Problem.
Find each line in the rows below that contains the word "dark", and copy every such line in full.

......

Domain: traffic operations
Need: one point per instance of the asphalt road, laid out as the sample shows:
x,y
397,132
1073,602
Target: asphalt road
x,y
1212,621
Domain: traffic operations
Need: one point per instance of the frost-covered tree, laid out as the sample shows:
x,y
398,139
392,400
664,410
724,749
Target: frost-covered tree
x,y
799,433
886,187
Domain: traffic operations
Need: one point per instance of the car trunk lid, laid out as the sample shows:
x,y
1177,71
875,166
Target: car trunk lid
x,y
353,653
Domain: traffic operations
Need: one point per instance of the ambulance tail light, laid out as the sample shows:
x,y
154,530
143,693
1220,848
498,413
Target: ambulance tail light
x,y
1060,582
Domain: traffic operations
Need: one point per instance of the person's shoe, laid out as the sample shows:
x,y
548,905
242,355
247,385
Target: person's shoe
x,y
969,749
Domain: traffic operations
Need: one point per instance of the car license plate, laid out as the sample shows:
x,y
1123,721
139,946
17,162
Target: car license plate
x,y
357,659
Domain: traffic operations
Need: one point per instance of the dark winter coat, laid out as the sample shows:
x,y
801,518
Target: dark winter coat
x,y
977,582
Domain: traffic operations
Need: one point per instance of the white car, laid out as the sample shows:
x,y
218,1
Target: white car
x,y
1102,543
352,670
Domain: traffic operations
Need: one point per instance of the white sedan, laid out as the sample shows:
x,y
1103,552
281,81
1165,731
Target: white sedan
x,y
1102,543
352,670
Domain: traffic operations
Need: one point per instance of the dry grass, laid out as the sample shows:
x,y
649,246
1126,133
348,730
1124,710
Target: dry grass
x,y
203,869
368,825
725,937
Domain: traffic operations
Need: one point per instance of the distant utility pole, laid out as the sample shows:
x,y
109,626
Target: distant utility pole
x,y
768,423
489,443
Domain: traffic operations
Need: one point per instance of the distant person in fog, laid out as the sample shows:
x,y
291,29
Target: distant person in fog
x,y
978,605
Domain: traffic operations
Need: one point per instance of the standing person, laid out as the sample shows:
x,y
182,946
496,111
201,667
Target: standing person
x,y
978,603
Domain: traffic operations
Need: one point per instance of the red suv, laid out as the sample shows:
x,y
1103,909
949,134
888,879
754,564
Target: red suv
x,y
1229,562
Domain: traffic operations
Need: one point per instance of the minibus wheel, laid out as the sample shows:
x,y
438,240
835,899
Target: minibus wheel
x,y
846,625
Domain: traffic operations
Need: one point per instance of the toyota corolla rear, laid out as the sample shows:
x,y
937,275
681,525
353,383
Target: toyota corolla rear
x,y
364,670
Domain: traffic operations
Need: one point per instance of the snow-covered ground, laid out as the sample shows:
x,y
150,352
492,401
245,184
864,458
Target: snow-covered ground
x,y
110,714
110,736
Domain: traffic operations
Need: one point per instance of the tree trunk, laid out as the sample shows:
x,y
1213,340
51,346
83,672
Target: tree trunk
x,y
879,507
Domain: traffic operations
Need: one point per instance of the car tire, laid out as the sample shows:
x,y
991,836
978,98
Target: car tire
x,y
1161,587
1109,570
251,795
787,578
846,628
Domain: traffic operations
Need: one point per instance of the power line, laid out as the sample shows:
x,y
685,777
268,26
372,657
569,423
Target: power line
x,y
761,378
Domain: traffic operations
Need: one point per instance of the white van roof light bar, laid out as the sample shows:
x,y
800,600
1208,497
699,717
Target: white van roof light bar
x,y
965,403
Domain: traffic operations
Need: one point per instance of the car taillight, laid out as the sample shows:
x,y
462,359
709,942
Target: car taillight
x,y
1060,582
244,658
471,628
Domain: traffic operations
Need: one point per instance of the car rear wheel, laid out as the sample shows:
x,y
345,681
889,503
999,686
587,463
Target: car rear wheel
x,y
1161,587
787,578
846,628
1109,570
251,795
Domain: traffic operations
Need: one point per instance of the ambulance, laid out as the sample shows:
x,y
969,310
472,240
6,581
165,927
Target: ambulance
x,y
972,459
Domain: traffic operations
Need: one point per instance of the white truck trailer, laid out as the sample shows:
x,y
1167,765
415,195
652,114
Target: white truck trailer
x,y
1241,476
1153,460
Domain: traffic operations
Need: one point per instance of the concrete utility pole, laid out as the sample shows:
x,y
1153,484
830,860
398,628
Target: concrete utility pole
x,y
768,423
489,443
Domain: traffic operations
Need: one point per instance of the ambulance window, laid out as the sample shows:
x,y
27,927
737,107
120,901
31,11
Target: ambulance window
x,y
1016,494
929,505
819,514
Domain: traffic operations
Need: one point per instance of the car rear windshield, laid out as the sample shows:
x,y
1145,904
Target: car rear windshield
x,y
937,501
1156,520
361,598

......

Solution for this exercise.
Need: one point per instance of the dark winter coat, laid out as the sample shows:
Target: dark winter coat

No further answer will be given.